Risk Factor—Stress in Women

In 1974, Friedman and Rosenman published the best seller Type-A Behavior and Your Heart, which was recommended by many cardiologists at that time. As a teenager, I remember my father reading it, and his self-assessment was that he was a Type A. This book motivated many studies and quickly Type A was part of our everyday language. In 1989, Rosch took this idea a step further and proposed that Type A is self-perpetuating behavior because the stress of this behavior induces adrenaline, which correspondingly keeps the person working harder and harder. This idea makes sense to me. For example, when I was an EMT in my younger years, we used to joke about how we were all “adrenaline junkies” that got high from excitement waiting on the rigs for the next call.

There is a motto that a man works from sun up to sunset, but a women’s work is never done. Today’s contemporary women have it all: career, marriage, family, and stress, stress, stress! Until recently, most studies related to stress and heart attacks have been focused primarily on men. Dr. Michelle Albert, a cardiologist at Brigham and Women’s Hospital, is the senior author of a groundbreaking research about women and stress. She said, “women make up half of the workforce in this country,” so the impact of job stress on their health is “an important issue for employers as well as employees” (Slopen et al., 2011).

Her landmark study followed 17,000 healthy women, a median age of fifty-seven, for ten years. The study found that women working under strain in high-pressure jobs have an overall 40% higher risk of heart problems, including heart attacks, strokes, or clogged arteries needing bypass surgery or an artery-opening angioplasty procedure. These figures strongly suggest that women need to reduce their stress at work and find relaxation whenever they can. The risks are unacceptably high, and life is too short to ignore the effects of stress—regardless of the job and even of one’s desire to work.

Work order A ▸
Can you condense the paragraph of the article on women and stress beginning "Her landmark study followed" into a shorter version that keeps its main facts?
Work order B ▸
Return the part of the article on women and stress that opens with the words containing "In 1974, Friedman" and closes with "the next call.".
Work order C ▸
In what year did Friedman and Rosenman publish Type-A Behavior and Your Heart, according to the article on women and stress?
Use only the article on women and stress, not the entries.

Record set ▸
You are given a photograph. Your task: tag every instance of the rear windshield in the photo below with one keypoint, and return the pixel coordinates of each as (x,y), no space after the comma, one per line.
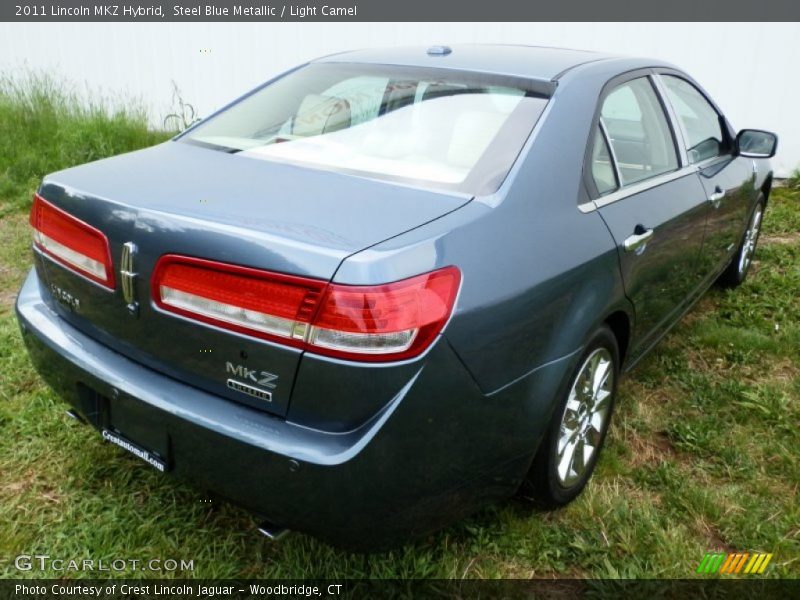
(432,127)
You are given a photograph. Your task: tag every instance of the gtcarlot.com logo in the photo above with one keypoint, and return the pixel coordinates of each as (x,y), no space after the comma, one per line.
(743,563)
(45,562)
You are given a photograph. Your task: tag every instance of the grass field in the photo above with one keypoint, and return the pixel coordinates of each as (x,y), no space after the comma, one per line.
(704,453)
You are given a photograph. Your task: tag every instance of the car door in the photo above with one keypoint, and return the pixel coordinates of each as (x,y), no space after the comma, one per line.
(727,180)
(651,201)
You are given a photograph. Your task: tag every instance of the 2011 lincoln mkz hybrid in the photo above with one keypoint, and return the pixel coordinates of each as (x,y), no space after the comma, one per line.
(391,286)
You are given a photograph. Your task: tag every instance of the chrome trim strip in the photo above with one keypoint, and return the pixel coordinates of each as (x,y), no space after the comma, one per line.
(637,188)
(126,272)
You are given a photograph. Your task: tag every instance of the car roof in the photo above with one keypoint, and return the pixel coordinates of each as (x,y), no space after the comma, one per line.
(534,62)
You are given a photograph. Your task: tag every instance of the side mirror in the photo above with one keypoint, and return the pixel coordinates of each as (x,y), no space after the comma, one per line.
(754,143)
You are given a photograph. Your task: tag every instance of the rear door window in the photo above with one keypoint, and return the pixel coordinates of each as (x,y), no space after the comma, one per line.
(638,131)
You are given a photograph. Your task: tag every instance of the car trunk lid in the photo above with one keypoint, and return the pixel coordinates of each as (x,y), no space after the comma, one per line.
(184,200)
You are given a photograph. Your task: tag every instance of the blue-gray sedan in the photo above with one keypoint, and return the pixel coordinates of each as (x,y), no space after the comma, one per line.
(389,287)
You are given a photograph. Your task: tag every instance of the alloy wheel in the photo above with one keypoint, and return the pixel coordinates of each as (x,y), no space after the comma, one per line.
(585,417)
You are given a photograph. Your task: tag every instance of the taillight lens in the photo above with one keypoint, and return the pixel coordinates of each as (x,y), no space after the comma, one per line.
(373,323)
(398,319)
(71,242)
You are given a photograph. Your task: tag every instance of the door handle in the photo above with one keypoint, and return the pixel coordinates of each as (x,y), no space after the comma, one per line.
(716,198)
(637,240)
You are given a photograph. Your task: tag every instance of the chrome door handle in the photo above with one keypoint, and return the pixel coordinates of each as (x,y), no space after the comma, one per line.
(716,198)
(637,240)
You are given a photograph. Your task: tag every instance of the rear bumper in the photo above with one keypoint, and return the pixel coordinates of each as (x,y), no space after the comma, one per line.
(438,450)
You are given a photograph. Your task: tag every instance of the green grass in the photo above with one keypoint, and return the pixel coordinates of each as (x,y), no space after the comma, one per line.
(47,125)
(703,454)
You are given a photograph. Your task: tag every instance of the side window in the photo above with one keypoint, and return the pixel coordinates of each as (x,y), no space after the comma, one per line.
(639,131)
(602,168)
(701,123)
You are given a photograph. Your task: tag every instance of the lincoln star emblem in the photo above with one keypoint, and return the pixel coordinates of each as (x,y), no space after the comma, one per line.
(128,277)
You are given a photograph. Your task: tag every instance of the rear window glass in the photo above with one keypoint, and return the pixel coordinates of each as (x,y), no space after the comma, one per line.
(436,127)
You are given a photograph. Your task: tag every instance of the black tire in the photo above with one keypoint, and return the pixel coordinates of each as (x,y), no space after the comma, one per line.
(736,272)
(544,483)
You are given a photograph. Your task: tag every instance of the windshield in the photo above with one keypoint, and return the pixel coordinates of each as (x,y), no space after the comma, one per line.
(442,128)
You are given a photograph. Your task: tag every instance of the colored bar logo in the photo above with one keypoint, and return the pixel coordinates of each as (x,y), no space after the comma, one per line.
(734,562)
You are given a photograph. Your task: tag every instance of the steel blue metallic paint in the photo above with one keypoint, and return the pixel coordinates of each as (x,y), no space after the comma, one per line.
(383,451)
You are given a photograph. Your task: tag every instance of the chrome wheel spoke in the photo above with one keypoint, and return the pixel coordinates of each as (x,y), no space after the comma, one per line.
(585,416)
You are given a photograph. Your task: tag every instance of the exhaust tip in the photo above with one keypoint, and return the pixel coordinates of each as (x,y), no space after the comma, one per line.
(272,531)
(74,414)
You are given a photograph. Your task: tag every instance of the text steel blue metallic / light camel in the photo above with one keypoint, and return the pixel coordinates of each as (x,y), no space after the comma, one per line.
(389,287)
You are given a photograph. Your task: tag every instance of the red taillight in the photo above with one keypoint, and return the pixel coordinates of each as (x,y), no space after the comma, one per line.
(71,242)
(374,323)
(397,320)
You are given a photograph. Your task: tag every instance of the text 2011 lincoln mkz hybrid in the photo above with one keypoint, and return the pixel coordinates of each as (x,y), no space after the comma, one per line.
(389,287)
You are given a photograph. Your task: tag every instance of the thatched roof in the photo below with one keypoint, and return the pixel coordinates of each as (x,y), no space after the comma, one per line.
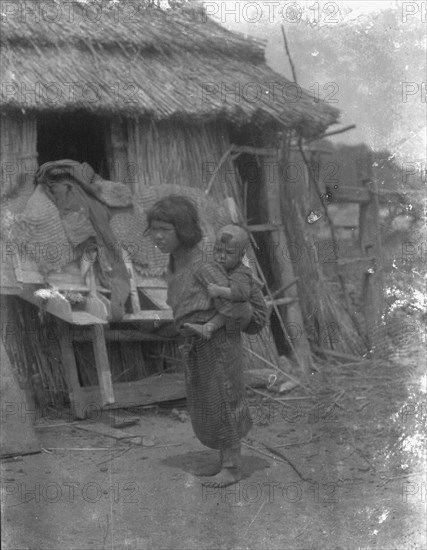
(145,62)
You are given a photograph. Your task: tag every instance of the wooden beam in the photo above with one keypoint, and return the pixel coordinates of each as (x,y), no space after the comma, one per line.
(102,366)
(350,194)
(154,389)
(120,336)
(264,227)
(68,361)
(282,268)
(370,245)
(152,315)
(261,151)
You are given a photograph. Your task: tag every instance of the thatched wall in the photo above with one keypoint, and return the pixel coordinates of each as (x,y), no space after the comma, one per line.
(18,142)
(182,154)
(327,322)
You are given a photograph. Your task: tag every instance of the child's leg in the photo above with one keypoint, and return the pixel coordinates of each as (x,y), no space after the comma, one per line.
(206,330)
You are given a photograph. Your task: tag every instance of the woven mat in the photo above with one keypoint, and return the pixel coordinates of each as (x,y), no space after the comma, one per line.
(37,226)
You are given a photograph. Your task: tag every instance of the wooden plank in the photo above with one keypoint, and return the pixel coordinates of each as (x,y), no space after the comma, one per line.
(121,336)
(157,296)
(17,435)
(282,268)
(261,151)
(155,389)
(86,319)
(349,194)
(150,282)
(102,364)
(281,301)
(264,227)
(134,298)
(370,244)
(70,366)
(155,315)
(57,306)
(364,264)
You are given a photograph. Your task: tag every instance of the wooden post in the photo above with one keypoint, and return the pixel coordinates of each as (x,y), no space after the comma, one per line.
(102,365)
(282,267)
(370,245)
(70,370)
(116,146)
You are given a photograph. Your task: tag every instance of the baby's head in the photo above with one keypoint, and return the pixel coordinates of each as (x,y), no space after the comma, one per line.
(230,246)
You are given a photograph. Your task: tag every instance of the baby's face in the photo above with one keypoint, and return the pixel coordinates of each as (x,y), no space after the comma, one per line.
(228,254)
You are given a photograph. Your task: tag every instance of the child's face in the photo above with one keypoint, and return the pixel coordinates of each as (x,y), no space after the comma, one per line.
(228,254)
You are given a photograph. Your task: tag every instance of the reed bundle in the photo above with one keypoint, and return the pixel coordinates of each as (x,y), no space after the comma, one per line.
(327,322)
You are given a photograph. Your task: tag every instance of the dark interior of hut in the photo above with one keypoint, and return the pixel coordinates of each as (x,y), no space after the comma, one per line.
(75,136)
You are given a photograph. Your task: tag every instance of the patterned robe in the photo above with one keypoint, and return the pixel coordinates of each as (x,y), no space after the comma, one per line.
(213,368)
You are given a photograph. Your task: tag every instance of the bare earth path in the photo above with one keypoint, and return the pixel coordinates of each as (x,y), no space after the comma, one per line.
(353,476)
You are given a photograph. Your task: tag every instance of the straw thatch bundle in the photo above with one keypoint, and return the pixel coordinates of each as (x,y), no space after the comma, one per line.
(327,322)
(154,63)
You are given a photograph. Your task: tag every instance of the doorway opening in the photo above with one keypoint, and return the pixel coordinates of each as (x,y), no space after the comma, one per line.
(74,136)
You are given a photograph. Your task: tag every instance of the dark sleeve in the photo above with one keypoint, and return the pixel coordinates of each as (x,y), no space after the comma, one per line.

Your solution A ▸
The study tracked 17,000 healthy women, with a median age of fifty-seven, for ten years. Women working under strain in high-pressure jobs had an overall 40% higher risk of heart problems, including heart attacks, strokes, and clogged arteries needing bypass surgery or angioplasty. These figures suggest that women should reduce work stress and relax whenever they can, because the risks are too high to ignore regardless of the job or one's desire to work.

Your solution B ▸
In 1974, Friedman and Rosenman published the best seller Type-A Behavior and Your Heart, which was recommended by many cardiologists at that time. As a teenager, I remember my father reading it, and his self-assessment was that he was a Type A. This book motivated many studies and quickly Type A was part of our everyday language. In 1989, Rosch took this idea a step further and proposed that Type A is self-perpetuating behavior because the stress of this behavior induces adrenaline, which correspondingly keeps the person working harder and harder. This idea makes sense to me. For example, when I was an EMT in my younger years, we used to joke about how we were all “adrenaline junkies” that got high from excitement waiting on the rigs for the next call.

Your solution C ▸
1974